Retype the following listing verbatim, leaving out the pictures.

************

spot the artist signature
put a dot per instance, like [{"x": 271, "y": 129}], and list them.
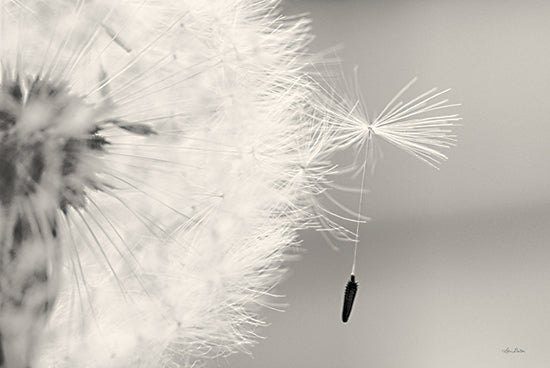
[{"x": 515, "y": 350}]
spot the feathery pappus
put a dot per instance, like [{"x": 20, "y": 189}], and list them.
[{"x": 157, "y": 158}]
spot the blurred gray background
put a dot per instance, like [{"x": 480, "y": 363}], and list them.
[{"x": 455, "y": 265}]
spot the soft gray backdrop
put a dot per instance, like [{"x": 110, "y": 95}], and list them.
[{"x": 455, "y": 265}]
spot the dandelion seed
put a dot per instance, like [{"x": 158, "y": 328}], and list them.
[{"x": 156, "y": 161}]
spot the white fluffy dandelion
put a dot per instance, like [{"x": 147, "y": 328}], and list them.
[{"x": 156, "y": 160}]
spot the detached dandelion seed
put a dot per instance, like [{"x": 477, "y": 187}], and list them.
[{"x": 156, "y": 161}]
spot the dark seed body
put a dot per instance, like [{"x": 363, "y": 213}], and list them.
[{"x": 349, "y": 297}]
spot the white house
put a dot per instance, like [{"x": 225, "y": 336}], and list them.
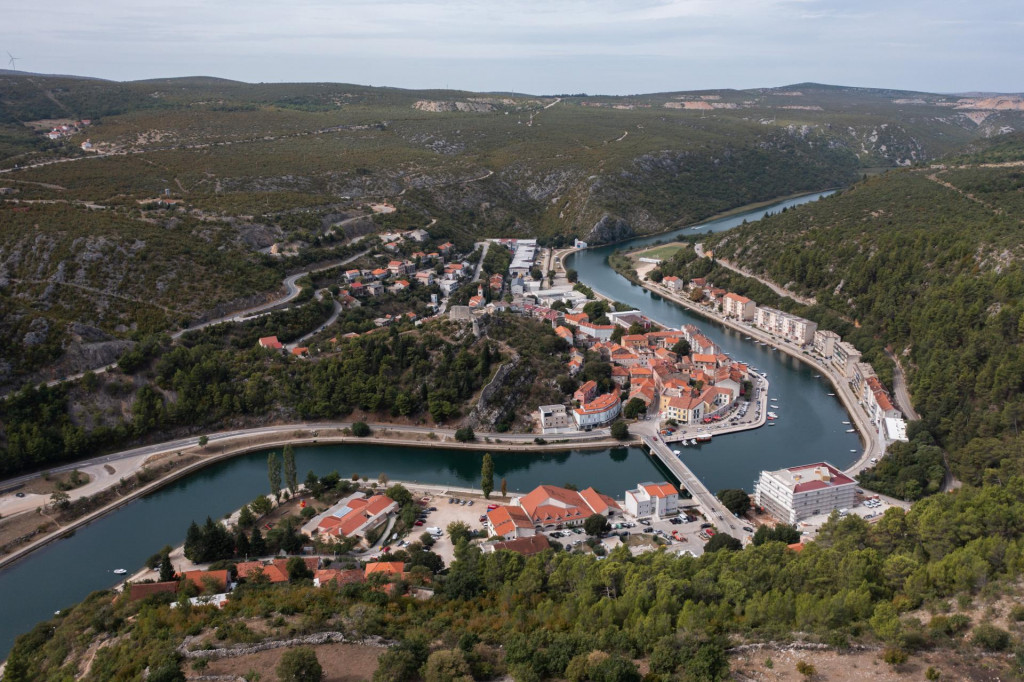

************

* FINISHED ANSWER:
spot the artist signature
put a dot per instance, like [{"x": 271, "y": 129}], and list them.
[{"x": 515, "y": 350}]
spot the feathery pappus
put a dot per instance, like [{"x": 20, "y": 189}], and list them.
[{"x": 157, "y": 158}]
spot the blurred gray background
put a dot per instance, like [{"x": 480, "y": 363}], and list them.
[{"x": 455, "y": 265}]
spot the soft gray backdrop
put a dot per instance, like [{"x": 110, "y": 95}], and list them.
[{"x": 455, "y": 265}]
spot the dandelion seed
put a dot per instance, like [{"x": 158, "y": 328}], and list them.
[{"x": 156, "y": 161}]
spot the white fluffy dandelion
put a dot per instance, like [{"x": 147, "y": 328}], and list them.
[{"x": 156, "y": 160}]
spot the detached dandelion seed
put a dot per instance, like [{"x": 477, "y": 187}], and list them.
[{"x": 156, "y": 161}]
spot the dark seed body
put a dot per instance, like [{"x": 363, "y": 213}], and list them.
[{"x": 349, "y": 297}]
spot the white house
put a dot per instance, like [{"x": 225, "y": 336}], and list them.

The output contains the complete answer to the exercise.